• **Source document**:
================================

Useful English Phrases you must know for Business Negotiations
Learning how to communicate using a formal negotiation language gives you an advantage. May you be a professional or a business owner, you can use this skill in different situations. If you are targeting to deal with a foreign company, venture into the export market or enter into foreign trade, knowing how to communicate in the international market effectively will increase your chances of being successful. Part of going global is encountering people that are speaking a language different from you, hence requires you to use a bridge language to be able to interact and negotiate with them. Since much global business is conducted in English, it is best to learn how to negotiate using it.
To have better cross-cultural communication and improve your side of a deal, there are certain phrases in English which you can use in business. Knowing what to say in certain turning points of negotiations will help you and your counterpart accurately understand each other. To increase your chances of getting the best deal possible for yourself or for your company here are some general negotiation phrases you can use during a negotiation.

================================

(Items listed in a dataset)

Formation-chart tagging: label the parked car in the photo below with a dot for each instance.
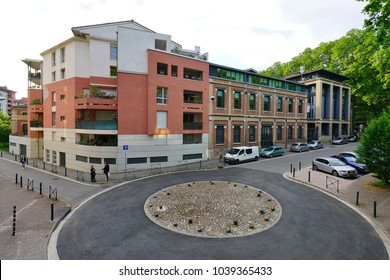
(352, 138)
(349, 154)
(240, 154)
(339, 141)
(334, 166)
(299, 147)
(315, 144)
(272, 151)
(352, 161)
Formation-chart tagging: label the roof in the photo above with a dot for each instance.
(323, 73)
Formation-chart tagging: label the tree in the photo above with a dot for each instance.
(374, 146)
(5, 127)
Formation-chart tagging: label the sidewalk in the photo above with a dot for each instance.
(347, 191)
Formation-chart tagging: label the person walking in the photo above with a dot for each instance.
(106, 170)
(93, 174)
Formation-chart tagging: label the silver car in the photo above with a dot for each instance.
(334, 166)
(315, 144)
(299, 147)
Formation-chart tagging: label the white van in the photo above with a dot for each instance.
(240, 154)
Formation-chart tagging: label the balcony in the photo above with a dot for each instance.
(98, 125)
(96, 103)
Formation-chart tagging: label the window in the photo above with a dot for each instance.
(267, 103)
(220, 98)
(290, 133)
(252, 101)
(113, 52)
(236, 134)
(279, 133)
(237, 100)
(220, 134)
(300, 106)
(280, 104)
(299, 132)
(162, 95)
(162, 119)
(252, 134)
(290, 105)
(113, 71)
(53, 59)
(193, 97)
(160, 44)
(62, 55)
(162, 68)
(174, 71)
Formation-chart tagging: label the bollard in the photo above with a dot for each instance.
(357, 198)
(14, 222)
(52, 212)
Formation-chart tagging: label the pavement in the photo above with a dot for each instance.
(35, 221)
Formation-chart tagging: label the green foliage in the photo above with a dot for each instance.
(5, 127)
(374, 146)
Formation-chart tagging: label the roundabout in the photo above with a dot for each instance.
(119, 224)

================================

• **Tasks**:
A. In the business negotiation text, rewrite the passage between "To have better" and "during a negotiation.", inclusive, replacing "counterpart" with "partner".
B. List the international business ventures the business negotiation text gives as goals for which effective communication in the international market increases your chances of success.
C. According to the business negotiation text, why is English the best language to learn to negotiate in?

• **Results for the exercise**:
A.
To have better cross-cultural communication and improve your side of a deal, there are certain phrases in English which you can use in business. Knowing what to say in certain turning points of negotiations will help you and your partner accurately understand each other. To increase your chances of getting the best deal possible for yourself or for your company here are some general negotiation phrases you can use during a negotiation.

B.
- Dealing with a foreign company
- Venturing into the export market
- Entering into foreign trade

C. Much global business is conducted in English.